▸ WHAT IS EXPECTED: Locate each line below that includes "jeans" and reproduce it.

++++ DATASET EXTRACT ++++

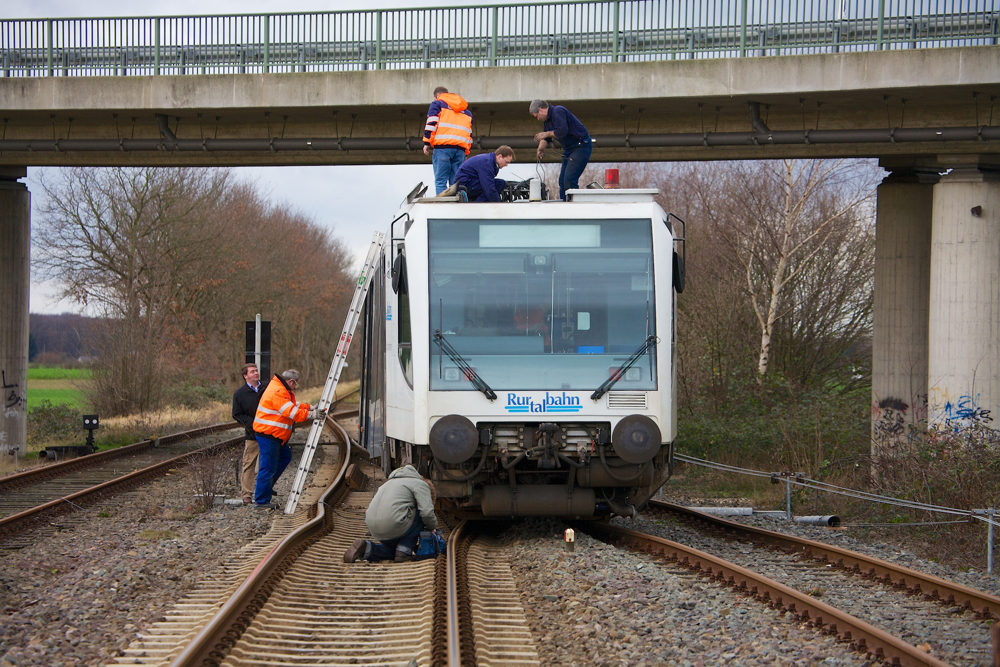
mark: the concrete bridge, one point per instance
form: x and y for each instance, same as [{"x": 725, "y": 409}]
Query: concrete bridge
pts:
[{"x": 644, "y": 92}]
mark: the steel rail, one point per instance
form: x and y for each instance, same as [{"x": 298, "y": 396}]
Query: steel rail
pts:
[
  {"x": 219, "y": 635},
  {"x": 934, "y": 588},
  {"x": 22, "y": 520},
  {"x": 897, "y": 135},
  {"x": 20, "y": 479},
  {"x": 861, "y": 635},
  {"x": 454, "y": 639}
]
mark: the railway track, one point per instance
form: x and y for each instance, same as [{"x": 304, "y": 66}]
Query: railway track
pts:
[
  {"x": 810, "y": 570},
  {"x": 33, "y": 498},
  {"x": 296, "y": 601}
]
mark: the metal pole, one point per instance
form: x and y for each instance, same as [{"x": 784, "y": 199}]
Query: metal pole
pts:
[
  {"x": 48, "y": 46},
  {"x": 156, "y": 43},
  {"x": 267, "y": 65},
  {"x": 743, "y": 30},
  {"x": 990, "y": 512},
  {"x": 378, "y": 39},
  {"x": 881, "y": 25},
  {"x": 494, "y": 61},
  {"x": 256, "y": 343},
  {"x": 614, "y": 46}
]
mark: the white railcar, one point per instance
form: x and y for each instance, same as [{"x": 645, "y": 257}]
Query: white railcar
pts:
[{"x": 522, "y": 355}]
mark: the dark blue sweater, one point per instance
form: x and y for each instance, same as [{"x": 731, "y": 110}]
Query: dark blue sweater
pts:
[{"x": 479, "y": 176}]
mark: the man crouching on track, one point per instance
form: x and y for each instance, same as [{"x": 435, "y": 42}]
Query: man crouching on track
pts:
[
  {"x": 276, "y": 413},
  {"x": 401, "y": 509}
]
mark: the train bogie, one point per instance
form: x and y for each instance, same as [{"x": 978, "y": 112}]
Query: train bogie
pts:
[{"x": 521, "y": 355}]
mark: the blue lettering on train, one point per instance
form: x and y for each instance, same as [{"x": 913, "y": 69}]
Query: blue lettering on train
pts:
[{"x": 550, "y": 403}]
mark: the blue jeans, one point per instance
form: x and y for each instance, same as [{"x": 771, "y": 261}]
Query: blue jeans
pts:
[
  {"x": 274, "y": 458},
  {"x": 575, "y": 159},
  {"x": 446, "y": 162},
  {"x": 406, "y": 543}
]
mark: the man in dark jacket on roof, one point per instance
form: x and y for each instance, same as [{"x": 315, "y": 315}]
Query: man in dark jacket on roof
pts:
[
  {"x": 478, "y": 175},
  {"x": 403, "y": 507},
  {"x": 560, "y": 124}
]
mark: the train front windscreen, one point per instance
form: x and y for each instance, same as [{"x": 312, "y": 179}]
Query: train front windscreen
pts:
[{"x": 541, "y": 304}]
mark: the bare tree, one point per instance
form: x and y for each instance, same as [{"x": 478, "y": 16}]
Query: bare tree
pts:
[
  {"x": 120, "y": 240},
  {"x": 782, "y": 226}
]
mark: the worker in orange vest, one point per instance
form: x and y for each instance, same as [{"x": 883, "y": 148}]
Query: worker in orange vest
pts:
[
  {"x": 276, "y": 413},
  {"x": 449, "y": 133}
]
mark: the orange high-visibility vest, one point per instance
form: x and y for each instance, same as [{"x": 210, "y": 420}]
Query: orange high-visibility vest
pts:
[
  {"x": 278, "y": 410},
  {"x": 453, "y": 128}
]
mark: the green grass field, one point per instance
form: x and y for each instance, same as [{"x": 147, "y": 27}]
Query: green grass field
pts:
[
  {"x": 71, "y": 397},
  {"x": 51, "y": 373},
  {"x": 61, "y": 386}
]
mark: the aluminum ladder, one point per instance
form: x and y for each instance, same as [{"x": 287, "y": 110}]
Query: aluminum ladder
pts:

++++

▸ TASK OUTPUT:
mark: the blue jeans, one point per instance
Query: blue jeans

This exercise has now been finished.